= Exercise text =

· · · · ·

SOCIB activities in the Saildrone ATL2MED mission

SOCIB participated to the Saildrone ATL2MED mission, a public-private partnership between SAILDRONE and 12 research institutions from seven countries. The mission started in November 2019 in Cape Verde, where two saildrones (Fig. 1) were deployed, collecting biogeochemical, ecological and physical measurements. The SOCIB-saildrone mission was carried out in the Western Mediterranean, South of the Balearic Islands, from 17 to 29th of March 2020 (Fig. 2), an ocean area of specific scientific interest since it is a highly energetic area, characterised by mesoscale eddies and is also a well known hotspot of biodiversity. The impact of climate change and human pressure in the islands on the ecosystem are complementary topics that will be also explored in this project.

As a result, the main initial objectives of the SOCIB-saildrone experiment were:

  • Monitoring (sub-)mesoscale features (e.g. Algerian anticyclonic eddies, shelf-slope exchanges) to better understand the processes involved in the ocean circulation and variability, as well as their potential impacts on the marine ecosystem and sea-turtle trajectories in particular.
  • Collecting ocean data to complement the observational network, filling spatial and temporal gaps, in particular monitoring and connecting the open ocean and the coastal area, including the Cabrera National Park.

· · · · ·

= Work request 1 =
Can you write out the passage of the SOCIB-saildrone text from "As a result, the" up to and including "Cabrera National Park."?
= Work request 2 =
Answer these questions on the SOCIB-saildrone text:
(a) How many research institutions took part in the partnership with SAILDRONE, and from how many countries?
(b) On which dates was the SOCIB-saildrone mission carried out?
(c) Which national park does the SOCIB-saildrone text name among the coastal areas to be connected with the open ocean?

= Raw data =
· · · · ·

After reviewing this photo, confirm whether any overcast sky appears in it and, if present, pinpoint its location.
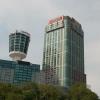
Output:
[0,0,100,96]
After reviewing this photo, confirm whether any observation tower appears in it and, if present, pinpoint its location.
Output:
[9,31,30,61]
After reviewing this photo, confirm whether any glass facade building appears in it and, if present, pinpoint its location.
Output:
[43,16,86,88]
[9,31,30,60]
[0,60,40,85]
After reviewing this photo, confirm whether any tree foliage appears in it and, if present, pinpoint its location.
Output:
[0,83,99,100]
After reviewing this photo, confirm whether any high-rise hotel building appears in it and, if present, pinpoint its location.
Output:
[43,16,86,88]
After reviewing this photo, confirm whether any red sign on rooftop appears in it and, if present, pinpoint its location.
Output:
[48,16,64,24]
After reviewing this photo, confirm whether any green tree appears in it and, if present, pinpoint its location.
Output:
[67,84,99,100]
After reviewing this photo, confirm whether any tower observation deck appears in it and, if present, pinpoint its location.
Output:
[9,31,30,61]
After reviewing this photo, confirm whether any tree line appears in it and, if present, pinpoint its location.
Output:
[0,83,100,100]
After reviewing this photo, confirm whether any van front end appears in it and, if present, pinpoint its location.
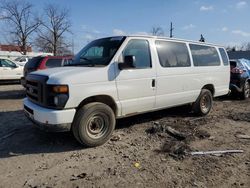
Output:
[23,74,76,132]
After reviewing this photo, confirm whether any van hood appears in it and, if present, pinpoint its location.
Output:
[31,66,113,84]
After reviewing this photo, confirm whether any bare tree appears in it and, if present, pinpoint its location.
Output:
[0,1,40,55]
[239,42,250,51]
[151,27,164,36]
[36,4,71,55]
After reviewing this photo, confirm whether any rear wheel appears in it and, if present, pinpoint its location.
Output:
[72,102,115,147]
[193,89,213,116]
[240,80,250,100]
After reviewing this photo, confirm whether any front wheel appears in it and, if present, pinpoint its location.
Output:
[72,102,115,147]
[193,89,213,116]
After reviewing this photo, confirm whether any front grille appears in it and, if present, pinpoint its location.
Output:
[26,74,48,106]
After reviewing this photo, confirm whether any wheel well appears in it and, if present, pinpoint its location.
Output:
[77,95,117,116]
[202,84,214,96]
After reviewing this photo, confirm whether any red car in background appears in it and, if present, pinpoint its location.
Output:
[21,56,73,87]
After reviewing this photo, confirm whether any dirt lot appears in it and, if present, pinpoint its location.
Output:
[0,85,250,187]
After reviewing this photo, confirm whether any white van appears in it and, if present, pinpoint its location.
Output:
[24,36,230,146]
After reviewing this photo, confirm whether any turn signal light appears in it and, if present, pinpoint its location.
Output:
[52,85,69,93]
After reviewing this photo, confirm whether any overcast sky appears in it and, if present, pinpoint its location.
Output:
[0,0,250,52]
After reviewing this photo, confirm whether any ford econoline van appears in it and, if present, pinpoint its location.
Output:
[24,36,230,147]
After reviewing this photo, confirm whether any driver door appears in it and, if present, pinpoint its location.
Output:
[116,39,156,116]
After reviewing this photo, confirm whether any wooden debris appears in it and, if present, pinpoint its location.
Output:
[235,134,250,139]
[191,150,244,155]
[166,126,187,140]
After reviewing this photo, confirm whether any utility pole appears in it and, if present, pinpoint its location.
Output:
[170,22,174,38]
[199,34,205,42]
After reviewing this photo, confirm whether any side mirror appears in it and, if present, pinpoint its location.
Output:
[118,55,135,70]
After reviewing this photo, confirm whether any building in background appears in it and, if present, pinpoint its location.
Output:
[227,51,250,60]
[0,44,53,60]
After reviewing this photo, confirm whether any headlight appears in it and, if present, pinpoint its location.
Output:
[47,85,69,109]
[54,94,69,107]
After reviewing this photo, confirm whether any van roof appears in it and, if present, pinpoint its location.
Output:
[114,35,224,48]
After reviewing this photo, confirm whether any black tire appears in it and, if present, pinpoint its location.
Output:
[240,80,250,100]
[72,102,116,147]
[193,89,213,116]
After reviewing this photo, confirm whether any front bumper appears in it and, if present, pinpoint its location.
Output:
[23,98,76,132]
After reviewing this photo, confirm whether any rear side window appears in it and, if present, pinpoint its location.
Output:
[25,57,43,69]
[219,48,228,65]
[189,44,220,66]
[155,41,191,67]
[123,39,152,69]
[46,59,62,68]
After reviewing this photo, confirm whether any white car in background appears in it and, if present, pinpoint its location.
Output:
[15,56,29,66]
[0,58,23,80]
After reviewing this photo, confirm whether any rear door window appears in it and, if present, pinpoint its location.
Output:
[25,57,43,69]
[219,48,228,65]
[46,59,62,68]
[189,44,220,66]
[123,39,152,69]
[155,41,191,67]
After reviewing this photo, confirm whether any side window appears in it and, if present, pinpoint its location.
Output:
[84,46,103,58]
[46,59,62,68]
[155,41,191,67]
[189,44,220,66]
[1,59,16,67]
[219,48,229,65]
[123,39,152,69]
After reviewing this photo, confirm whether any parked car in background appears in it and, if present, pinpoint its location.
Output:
[21,56,73,86]
[0,58,23,81]
[230,59,250,99]
[15,56,29,66]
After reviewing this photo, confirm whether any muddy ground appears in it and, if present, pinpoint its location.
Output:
[0,84,250,187]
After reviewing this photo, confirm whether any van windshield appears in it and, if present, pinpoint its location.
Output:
[66,37,125,67]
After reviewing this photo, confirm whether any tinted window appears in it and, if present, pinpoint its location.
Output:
[156,41,191,67]
[46,59,62,68]
[0,59,16,67]
[123,39,151,69]
[73,37,125,66]
[24,56,43,69]
[189,44,220,66]
[219,48,228,65]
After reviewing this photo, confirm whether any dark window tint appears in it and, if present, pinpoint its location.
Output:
[123,39,151,69]
[46,59,62,68]
[156,41,191,67]
[189,44,220,66]
[73,37,125,66]
[219,48,228,65]
[24,57,43,69]
[0,59,16,67]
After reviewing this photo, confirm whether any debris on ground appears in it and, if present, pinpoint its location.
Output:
[70,172,87,181]
[166,126,187,140]
[161,141,190,159]
[235,134,250,139]
[134,162,141,168]
[110,135,121,142]
[190,150,244,155]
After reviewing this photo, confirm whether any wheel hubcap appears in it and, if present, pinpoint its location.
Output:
[86,114,107,139]
[200,95,211,113]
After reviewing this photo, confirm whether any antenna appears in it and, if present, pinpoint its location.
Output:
[170,22,174,38]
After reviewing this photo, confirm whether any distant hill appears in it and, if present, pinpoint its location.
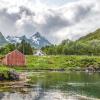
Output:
[78,29,100,42]
[0,32,7,46]
[6,32,51,48]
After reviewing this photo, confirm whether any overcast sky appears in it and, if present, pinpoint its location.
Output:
[0,0,100,43]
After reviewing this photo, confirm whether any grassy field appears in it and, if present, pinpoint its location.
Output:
[0,55,100,71]
[26,56,100,70]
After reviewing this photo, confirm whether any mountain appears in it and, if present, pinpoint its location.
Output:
[0,32,7,46]
[30,32,51,48]
[78,29,100,42]
[6,32,51,48]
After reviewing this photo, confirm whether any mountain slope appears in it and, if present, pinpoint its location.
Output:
[78,29,100,42]
[0,32,7,46]
[6,32,51,48]
[30,32,51,48]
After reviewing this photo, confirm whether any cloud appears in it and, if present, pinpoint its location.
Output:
[0,0,100,43]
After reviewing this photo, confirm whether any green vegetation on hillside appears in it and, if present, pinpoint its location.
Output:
[25,56,100,70]
[79,29,100,42]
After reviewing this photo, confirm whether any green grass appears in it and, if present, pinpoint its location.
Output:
[26,56,100,69]
[0,55,100,71]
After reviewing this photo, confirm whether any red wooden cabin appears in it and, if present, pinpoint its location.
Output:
[2,50,25,66]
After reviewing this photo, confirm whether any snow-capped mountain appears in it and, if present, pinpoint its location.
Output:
[6,32,51,48]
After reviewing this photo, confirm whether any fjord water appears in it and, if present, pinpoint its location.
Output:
[0,72,100,100]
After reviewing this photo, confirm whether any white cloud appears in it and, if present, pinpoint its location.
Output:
[0,0,100,43]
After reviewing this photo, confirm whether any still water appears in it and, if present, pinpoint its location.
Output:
[0,72,100,100]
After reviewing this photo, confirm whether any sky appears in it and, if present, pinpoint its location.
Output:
[0,0,100,44]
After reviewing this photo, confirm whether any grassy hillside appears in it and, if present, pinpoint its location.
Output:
[0,55,100,72]
[20,55,100,70]
[79,29,100,42]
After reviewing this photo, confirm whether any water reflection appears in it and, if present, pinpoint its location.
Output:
[0,72,100,100]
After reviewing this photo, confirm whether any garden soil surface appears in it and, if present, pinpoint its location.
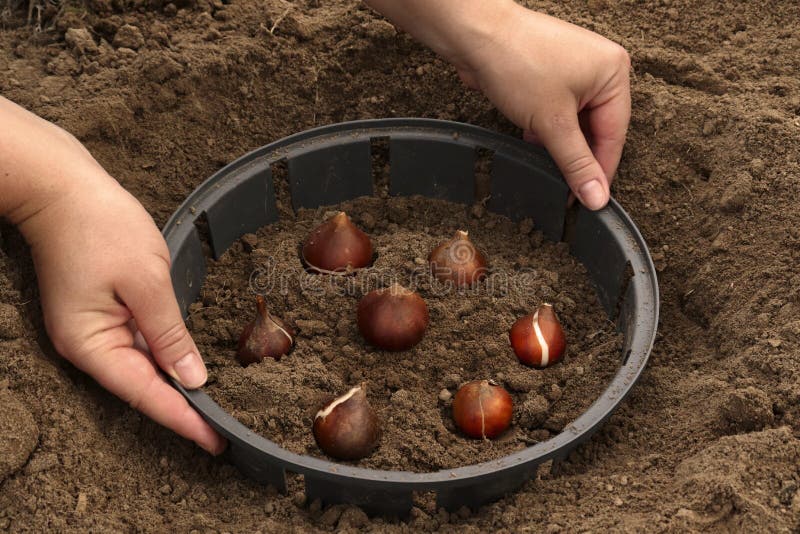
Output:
[0,0,800,532]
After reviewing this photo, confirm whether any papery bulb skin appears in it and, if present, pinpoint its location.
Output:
[357,284,430,352]
[428,230,488,288]
[453,380,514,439]
[508,304,567,368]
[313,384,381,460]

· · · · ·

= Written response 1 =
As a result, the main initial objectives of the SOCIB-saildrone experiment were:

  • Monitoring (sub-)mesoscale features (e.g. Algerian anticyclonic eddies, shelf-slope exchanges) to better understand the processes involved in the ocean circulation and variability, as well as their potential impacts on the marine ecosystem and sea-turtle trajectories in particular.
  • Collecting ocean data to complement the observational network, filling spatial and temporal gaps, in particular monitoring and connecting the open ocean and the coastal area, including the Cabrera National Park.

= Written response 2 =
(a) 12 research institutions from seven countries.
(b) From 17 to 29 March 2020.
(c) The Cabrera National Park.